------ RAW DATA ------
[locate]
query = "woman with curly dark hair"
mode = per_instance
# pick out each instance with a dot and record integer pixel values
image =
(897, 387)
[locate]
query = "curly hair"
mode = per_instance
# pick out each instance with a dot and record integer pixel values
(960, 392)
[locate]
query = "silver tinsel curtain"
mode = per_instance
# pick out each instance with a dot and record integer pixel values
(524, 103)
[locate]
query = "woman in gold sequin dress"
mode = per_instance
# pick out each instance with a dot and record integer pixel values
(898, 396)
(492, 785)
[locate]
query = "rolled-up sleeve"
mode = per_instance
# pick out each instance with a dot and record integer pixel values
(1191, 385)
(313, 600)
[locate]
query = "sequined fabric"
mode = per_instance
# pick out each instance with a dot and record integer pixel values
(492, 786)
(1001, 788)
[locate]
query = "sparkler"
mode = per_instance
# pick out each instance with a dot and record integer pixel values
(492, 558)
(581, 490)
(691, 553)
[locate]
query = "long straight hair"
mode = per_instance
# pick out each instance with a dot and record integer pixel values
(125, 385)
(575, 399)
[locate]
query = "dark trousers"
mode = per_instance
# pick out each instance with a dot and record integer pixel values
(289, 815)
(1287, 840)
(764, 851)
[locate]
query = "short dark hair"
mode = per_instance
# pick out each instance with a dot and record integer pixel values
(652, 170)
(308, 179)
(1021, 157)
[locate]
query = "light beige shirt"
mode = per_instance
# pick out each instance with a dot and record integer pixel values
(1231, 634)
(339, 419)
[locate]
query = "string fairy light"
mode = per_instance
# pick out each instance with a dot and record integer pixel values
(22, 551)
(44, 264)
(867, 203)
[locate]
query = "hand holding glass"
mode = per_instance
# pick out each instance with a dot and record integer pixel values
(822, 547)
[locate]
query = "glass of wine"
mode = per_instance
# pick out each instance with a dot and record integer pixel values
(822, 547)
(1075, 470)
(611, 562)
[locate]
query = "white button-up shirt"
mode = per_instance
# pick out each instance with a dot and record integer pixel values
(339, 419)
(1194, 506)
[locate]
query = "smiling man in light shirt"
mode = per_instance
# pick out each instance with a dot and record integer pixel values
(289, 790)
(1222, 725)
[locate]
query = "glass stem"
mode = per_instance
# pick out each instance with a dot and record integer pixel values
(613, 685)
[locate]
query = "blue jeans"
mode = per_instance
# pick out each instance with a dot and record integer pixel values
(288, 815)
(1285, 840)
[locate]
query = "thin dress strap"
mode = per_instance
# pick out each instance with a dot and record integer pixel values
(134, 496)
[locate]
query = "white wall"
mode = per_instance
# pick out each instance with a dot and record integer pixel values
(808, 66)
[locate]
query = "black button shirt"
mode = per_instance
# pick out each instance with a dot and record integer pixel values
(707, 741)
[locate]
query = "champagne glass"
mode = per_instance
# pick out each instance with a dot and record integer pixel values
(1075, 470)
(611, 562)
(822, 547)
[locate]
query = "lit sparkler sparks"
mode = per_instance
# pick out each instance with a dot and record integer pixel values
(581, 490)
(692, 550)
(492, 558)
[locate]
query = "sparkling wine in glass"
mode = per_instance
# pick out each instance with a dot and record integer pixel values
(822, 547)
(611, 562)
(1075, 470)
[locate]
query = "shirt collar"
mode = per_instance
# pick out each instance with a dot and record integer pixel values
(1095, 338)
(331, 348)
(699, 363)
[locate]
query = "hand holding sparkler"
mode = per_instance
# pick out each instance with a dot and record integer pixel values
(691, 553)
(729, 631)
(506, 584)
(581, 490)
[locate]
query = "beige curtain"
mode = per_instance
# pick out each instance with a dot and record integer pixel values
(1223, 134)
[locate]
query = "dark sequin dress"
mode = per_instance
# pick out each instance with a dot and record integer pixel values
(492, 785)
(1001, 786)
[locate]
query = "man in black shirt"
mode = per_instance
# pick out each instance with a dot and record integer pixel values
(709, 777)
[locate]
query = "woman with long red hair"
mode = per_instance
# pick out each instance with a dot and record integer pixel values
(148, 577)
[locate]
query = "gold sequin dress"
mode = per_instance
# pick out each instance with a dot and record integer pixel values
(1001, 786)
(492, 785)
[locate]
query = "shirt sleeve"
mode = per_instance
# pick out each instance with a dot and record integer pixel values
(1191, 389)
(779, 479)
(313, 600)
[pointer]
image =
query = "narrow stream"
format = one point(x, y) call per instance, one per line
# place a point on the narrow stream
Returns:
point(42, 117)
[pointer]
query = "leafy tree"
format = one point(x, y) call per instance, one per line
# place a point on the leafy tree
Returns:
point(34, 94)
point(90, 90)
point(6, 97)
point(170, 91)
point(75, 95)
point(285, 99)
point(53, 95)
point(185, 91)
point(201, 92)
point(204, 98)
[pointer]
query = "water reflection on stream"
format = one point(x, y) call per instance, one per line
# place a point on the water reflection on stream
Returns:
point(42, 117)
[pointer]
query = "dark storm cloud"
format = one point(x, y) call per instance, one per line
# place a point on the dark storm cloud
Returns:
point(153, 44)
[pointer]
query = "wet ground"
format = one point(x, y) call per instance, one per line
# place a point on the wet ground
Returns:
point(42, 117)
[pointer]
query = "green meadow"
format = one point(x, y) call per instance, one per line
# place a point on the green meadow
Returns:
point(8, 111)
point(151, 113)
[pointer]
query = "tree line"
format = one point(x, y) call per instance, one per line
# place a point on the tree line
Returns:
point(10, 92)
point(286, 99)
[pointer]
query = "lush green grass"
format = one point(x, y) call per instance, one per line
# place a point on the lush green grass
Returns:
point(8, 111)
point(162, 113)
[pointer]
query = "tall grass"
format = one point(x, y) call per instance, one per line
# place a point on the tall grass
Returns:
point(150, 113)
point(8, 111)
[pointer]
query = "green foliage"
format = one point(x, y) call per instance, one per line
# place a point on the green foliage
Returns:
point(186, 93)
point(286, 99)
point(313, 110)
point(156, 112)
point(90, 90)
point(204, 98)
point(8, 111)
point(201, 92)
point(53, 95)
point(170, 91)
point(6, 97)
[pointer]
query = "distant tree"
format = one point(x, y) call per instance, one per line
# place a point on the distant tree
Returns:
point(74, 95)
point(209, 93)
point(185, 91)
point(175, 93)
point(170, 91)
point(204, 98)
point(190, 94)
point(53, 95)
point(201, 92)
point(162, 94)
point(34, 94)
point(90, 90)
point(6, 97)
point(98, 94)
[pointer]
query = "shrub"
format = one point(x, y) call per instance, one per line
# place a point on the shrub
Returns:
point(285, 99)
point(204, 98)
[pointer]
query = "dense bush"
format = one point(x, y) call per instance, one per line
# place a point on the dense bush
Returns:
------
Pull out each line in the items above that contains the string "long". Treat uppercase and lowercase as different.

query = "long straight hair"
query = "woman with long red hair"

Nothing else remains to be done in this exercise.